Given task => Please change every "takes a single dot" in the records below to "gets one point" and leave everything else as it is. Omit the pictures from your answer.

= = = = =

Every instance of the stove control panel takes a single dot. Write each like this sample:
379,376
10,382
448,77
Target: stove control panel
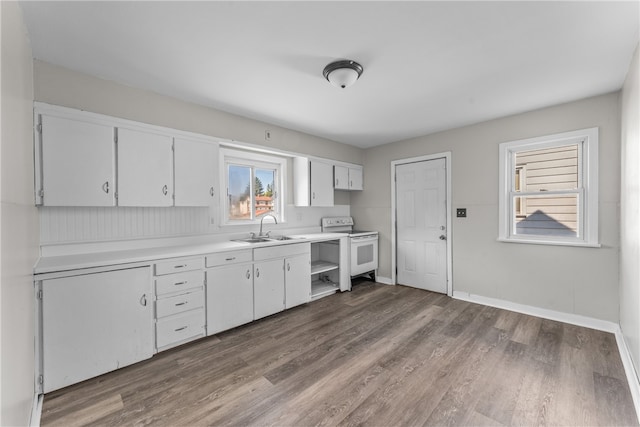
337,221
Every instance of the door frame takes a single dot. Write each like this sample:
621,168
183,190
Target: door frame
447,158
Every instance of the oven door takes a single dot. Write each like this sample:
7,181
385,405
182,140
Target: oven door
364,254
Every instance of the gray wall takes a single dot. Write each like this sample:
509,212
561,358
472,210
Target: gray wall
18,217
630,212
582,281
61,86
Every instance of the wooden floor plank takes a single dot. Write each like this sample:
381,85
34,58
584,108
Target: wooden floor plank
379,355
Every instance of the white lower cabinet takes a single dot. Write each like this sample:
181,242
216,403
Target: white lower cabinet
268,287
297,280
229,290
93,324
180,301
96,322
282,278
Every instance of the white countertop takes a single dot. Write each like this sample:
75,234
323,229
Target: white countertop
51,264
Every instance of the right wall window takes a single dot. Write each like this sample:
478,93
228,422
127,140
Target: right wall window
549,189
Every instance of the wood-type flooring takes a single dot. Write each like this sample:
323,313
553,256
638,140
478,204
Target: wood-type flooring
377,356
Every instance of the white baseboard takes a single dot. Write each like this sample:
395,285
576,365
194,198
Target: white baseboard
36,410
573,319
630,370
384,280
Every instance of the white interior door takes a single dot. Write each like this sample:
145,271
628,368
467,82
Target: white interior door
421,218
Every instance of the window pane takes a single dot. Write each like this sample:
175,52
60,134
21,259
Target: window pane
239,192
547,215
547,170
264,191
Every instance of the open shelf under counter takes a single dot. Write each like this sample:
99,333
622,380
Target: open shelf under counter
321,266
321,289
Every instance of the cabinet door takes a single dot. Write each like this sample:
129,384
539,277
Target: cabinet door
297,280
229,297
196,166
355,179
340,177
321,184
268,287
145,169
95,323
78,163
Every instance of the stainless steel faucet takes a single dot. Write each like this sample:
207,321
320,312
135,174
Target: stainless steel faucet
264,216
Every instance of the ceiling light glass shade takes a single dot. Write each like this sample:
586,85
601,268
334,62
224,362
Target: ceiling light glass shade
342,74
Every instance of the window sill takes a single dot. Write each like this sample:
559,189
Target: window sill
550,243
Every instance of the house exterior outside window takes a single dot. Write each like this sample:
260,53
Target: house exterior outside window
549,189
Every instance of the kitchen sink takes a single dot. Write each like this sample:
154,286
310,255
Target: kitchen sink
253,240
264,239
281,238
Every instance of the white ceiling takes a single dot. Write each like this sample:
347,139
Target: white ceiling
428,66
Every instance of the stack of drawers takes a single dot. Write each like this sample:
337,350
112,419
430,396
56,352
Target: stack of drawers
180,302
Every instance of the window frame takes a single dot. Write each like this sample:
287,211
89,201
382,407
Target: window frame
587,191
254,161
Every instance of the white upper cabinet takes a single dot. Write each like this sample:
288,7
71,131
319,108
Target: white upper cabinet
321,179
341,177
145,168
347,178
312,182
195,166
355,178
78,163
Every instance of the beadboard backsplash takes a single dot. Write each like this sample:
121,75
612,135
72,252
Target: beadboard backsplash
99,224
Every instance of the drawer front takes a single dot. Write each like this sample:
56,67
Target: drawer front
179,303
281,251
180,327
224,258
179,264
181,282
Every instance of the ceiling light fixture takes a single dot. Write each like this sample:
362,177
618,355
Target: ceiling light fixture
342,73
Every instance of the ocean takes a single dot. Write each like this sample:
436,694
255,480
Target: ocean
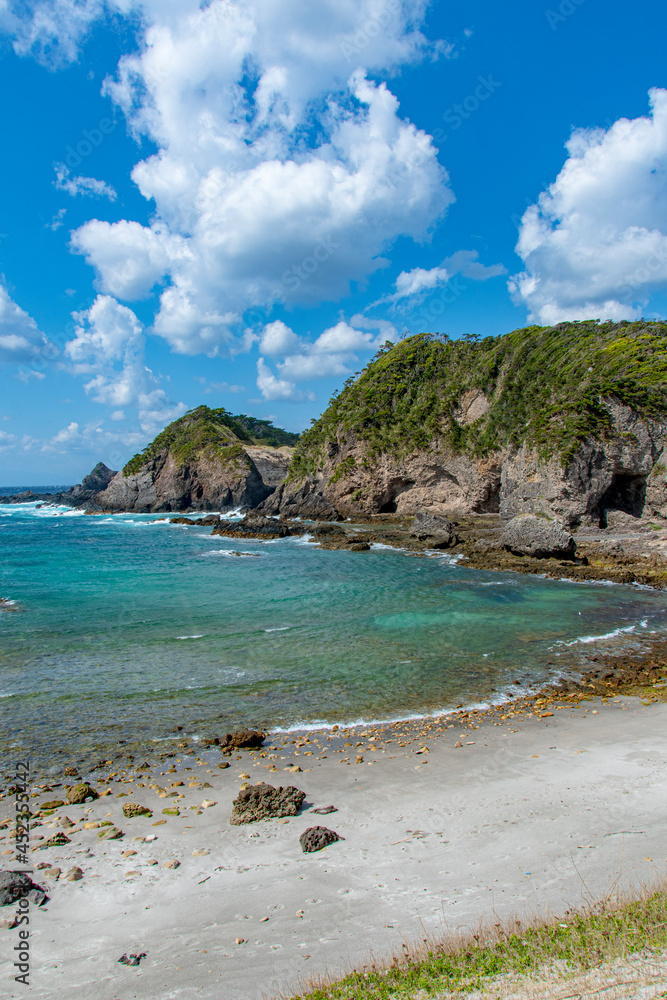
125,627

= = = = =

Task response =>
Every instance of the stove control panel gets one point. Write each like this sample:
379,376
10,382
448,77
Target: stove control panel
337,221
Every instance of the door frame gets one point. Write each like this sample:
621,168
183,190
Target: door frame
447,158
Every instance of the oven door gets one point. Write each like this sample:
7,181
385,405
182,140
Target: oven door
364,254
Every instance of the gray wall gets one point. Write each like this sample:
509,212
561,358
472,210
Target: gray wall
18,217
630,212
582,281
61,86
Every instance of the wooden floor plank gets one point. Write each like this sample:
381,85
34,58
584,108
Target: wooden floor plank
379,355
Every instance of the white lower cabinet gets one point. Write each like this sample:
181,242
216,403
Target: white lower cabinet
268,287
297,280
229,290
93,324
180,301
96,322
282,278
Every instance of the white countertop gets one point. Write each like this sample:
75,234
323,229
Target: white countertop
51,264
Every instance of the right wall window gets one point. Write each like this sample:
478,93
228,422
127,140
Target: right wall window
549,189
Every instance of the wood-type flooring gets one point. Write each like this sample:
323,313
553,256
638,140
478,204
Target: wood-type flooring
377,356
Every instance of the white baseboard gets one point. Write each like this sample:
395,285
576,365
194,198
Target: white baseboard
36,410
573,319
630,370
384,280
Every instance of the white interior door gets one point. Write each like this sample:
145,271
628,368
467,82
Target: white interior door
421,218
Every instance of the window pane gets one point. Write each like this sample:
175,52
60,134
21,259
Target: window pane
239,192
547,215
547,170
264,191
Every instance of the open shelf under counter gets one point. Write each like this sample:
99,333
622,380
Target: open shelf under counter
321,266
321,289
Every instance of the cabinet door gets one point. Write each like this sample:
129,384
539,277
Target: cabinet door
297,280
229,297
196,166
355,179
340,177
321,184
268,287
145,169
95,323
78,163
Every instance of the stainless steel faucet gets one point. Write each like this sample:
207,321
320,312
135,174
Target: stainless steel faucet
264,216
Every instance of the ceiling light glass shade gets one point. Write each like this sample:
586,85
601,268
334,62
224,362
Target: ceiling light glass shade
342,74
Every instance of the window sill gets one point. Write each like this sample:
559,189
Target: window sill
550,243
Every instance of the house exterior outside window gets one point. Write each like this sample:
260,53
Target: house exterior outside window
549,189
Every instance of the kitchen sink gets one point. Write each like this sample:
154,286
310,255
Target: kitchen sink
253,240
264,239
281,238
Every instance of the white ceiling gets one point. Write each like this sample:
347,139
Target: white ceiling
428,66
Every instance of the stack of drawers gets one point. Write each like this sample:
337,350
112,419
430,396
56,352
Target: stack of drawers
180,302
Every instance of the window frame gets one point. Write each like this sample:
287,211
89,201
382,407
Target: window frame
587,191
254,161
Every instance of the white upper cabinet gets one point. Write each like this sample:
288,7
71,131
319,108
Target: white upper cabinet
321,179
341,177
145,168
347,178
312,182
195,166
355,178
78,163
Every instance of the beadboard backsplash gets one point. Write each like this sample:
121,75
612,135
72,252
Target: beadboard backsplash
99,224
Every instance of the drawer front gets one point. Write each like this sample:
56,67
Target: drawer front
179,303
281,251
180,327
224,258
179,264
181,282
Every instance of the ceiling light fixture gets one point. Write each like this sample:
362,177
618,355
Target: ceiling light fixture
342,73
Every instance of the ocean gets one point. Write each like this sample:
436,694
255,480
Target: ocean
125,627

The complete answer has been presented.